(Document text)
Lee's prior convictions were cited by the prosecution at the sentencing phase of his capital murder trial. The judge described him as a "hunter" whose "prey were the people of Jacksonville from 1990 to 1993."

Lee is also a suspect in the 1991 murder of Carolyn Johnson, a black sex worker who was last seen talking with him in 1991.

=== Death row ===
Lee was placed on death row in 1995. During most of that time, he was kept in solitary confinement, with extremely limited social contact. This is customary for death row prisoners. Lee was interviewed by the BBC before his execution. He said, "My dying words will always be, as it has been: I am an innocent man".

== Appeals ==
Lee maintained his innocence until the time of his death. Before he was executed, Lee was working with his lawyers at the Innocence Project and ACLU to conduct DNA analysis on blood and hair evidence collected from the 1993 crime scene. It had never been previously tested in the case. The state of Arkansas denied the defense request to have the analysis done. Lee's counsel had argued that they should be allowed to locate crime scene evidence collected in 1993, including a single hair and a Converse shoe with a pinhead-sized spot of human blood on it, for modern DNA testing. They hoped testing could prove that another man had been at the crime scene, and that evidence did not match Lee's DNA.

=== Motions ===
Lee had also filed a motion in federal court asking the court to reopen his federal case due to issues with his first counsel, particularly the failure of counsel to bring evidence of his intellectual disability. Lee wanted to present new evidence showing that he had fetal alcohol syndrome disorder, significant brain damage, and intellectual disability. Lee's family worked with him and his lawyers to try to prove his innocence. During the hearing, Lee's attorney Lee Short made the case that prior counsel in the Reese case failed Lee by not insisting on modern DNA testing of the items prior to that time. He said that Lee had contacted the Innocence Project in 1996, asking for them to take up his case, but was told they did not have the staff or funding.

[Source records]
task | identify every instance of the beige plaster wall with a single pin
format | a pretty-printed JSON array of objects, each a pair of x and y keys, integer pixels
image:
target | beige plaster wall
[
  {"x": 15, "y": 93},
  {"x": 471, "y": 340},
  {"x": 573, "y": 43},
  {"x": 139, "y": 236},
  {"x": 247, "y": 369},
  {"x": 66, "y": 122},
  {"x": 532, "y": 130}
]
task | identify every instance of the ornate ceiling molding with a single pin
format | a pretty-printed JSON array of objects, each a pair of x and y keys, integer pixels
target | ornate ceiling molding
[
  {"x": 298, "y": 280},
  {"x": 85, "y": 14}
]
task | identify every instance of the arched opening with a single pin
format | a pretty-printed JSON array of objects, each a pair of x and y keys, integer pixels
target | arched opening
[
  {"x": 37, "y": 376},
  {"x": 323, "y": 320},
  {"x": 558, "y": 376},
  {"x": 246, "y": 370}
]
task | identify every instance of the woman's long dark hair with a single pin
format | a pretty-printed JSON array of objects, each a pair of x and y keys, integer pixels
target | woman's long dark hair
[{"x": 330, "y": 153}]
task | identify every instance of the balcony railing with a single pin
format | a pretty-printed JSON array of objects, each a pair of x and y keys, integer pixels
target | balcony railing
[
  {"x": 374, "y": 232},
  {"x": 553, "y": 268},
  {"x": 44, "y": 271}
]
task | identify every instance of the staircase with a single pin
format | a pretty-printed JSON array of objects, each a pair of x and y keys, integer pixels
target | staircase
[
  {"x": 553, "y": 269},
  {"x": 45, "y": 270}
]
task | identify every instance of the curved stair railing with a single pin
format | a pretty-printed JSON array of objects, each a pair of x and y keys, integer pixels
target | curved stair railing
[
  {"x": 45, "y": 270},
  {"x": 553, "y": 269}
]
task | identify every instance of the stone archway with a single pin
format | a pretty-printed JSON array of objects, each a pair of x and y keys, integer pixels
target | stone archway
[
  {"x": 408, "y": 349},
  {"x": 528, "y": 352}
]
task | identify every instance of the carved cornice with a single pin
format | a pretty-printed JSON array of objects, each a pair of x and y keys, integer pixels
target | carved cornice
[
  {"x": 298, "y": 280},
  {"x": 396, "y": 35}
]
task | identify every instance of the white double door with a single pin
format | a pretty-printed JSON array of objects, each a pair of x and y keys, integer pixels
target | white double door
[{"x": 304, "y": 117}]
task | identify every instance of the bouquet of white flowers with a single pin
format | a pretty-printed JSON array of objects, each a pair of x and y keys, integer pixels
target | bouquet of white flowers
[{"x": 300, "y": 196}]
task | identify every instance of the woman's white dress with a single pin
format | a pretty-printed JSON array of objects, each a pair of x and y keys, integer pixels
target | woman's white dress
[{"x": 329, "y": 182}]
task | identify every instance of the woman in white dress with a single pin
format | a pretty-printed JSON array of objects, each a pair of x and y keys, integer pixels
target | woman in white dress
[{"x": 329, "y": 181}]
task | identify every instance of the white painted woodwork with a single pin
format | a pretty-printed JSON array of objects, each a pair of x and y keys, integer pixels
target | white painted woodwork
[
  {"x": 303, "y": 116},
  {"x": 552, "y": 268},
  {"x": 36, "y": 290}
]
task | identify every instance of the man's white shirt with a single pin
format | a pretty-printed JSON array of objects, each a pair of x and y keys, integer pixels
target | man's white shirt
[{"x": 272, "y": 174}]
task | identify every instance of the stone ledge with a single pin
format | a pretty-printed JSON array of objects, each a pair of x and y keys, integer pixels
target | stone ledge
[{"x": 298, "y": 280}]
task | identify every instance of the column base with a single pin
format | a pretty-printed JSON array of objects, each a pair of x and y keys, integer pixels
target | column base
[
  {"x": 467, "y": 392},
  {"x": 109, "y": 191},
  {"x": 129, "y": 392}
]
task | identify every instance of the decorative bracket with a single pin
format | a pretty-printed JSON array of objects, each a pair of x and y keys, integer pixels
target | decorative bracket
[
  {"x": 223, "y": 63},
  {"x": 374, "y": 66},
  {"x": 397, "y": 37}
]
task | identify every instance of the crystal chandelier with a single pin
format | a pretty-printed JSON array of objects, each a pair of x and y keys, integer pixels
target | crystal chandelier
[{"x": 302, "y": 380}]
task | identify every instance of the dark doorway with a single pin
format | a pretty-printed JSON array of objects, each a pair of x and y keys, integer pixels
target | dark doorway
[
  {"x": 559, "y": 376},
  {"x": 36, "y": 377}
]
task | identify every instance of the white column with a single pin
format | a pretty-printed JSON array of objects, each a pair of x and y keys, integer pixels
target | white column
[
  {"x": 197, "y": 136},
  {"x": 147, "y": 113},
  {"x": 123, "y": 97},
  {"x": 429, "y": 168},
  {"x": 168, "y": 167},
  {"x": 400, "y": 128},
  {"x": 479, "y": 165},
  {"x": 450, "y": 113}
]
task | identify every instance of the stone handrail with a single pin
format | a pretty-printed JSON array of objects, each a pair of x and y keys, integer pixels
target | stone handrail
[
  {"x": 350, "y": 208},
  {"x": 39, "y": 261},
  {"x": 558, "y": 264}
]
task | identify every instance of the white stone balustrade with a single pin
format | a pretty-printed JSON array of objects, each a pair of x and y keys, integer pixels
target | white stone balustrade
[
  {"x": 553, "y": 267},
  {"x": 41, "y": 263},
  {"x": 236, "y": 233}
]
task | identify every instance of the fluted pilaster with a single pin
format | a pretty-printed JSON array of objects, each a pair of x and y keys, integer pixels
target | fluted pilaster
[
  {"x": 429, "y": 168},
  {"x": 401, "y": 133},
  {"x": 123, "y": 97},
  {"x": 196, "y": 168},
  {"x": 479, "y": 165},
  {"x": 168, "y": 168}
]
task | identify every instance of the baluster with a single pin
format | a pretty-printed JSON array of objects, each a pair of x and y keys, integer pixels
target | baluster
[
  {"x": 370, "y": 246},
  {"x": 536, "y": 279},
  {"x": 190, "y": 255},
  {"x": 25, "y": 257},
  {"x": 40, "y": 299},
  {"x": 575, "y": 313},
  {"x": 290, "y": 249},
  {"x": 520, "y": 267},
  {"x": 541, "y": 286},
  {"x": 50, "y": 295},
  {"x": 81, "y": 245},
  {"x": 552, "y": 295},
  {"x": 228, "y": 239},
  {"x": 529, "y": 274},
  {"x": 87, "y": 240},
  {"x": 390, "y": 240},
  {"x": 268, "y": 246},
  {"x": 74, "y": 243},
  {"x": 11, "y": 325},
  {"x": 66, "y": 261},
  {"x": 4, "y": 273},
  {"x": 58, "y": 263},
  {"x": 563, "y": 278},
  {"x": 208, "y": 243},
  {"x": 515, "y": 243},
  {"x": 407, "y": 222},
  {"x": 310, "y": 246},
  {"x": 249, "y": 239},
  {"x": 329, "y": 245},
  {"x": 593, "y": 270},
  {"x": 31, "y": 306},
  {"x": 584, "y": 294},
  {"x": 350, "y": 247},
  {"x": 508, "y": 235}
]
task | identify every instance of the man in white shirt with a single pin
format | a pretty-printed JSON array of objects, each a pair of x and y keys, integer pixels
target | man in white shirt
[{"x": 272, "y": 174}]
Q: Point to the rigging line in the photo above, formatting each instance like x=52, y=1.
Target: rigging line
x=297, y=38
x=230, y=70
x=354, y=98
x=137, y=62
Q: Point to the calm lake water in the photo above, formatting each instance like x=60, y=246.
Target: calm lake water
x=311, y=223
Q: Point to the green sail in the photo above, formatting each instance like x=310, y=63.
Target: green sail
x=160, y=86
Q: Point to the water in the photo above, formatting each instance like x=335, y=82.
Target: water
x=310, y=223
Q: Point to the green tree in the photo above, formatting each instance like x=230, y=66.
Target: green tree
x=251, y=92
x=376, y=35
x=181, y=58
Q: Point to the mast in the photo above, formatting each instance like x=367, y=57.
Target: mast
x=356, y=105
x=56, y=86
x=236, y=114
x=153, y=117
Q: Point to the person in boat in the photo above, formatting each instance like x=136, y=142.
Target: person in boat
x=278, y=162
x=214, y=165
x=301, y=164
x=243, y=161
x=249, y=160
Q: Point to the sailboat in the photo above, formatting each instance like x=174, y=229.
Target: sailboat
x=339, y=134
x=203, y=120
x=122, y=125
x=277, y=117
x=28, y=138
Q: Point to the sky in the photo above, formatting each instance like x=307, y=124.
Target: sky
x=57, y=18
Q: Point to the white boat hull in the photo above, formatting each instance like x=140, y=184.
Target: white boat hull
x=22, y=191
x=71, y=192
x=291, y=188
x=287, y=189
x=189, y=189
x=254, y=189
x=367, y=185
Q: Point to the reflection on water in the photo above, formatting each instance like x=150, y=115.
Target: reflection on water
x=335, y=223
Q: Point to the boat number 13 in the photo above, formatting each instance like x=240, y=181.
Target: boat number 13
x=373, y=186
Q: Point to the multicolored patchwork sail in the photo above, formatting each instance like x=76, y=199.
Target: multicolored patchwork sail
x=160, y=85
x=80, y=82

(Assignment) Please say whether each statement agrees with the text on Lee's death row years and appeals above, answering yes or no and quoting the text's deciding words: (a) Lee was placed on death row in 1995. (b) The state of Arkansas granted the defense request for DNA analysis. (c) The Innocence Project took up Lee's case when he contacted it in 1996.

(Response box)
(a) Yes: "Lee was placed on death row in 1995."
(b) No: "The state of Arkansas denied the defense request to have the analysis done."
(c) No: "but was told they did not have the staff or funding."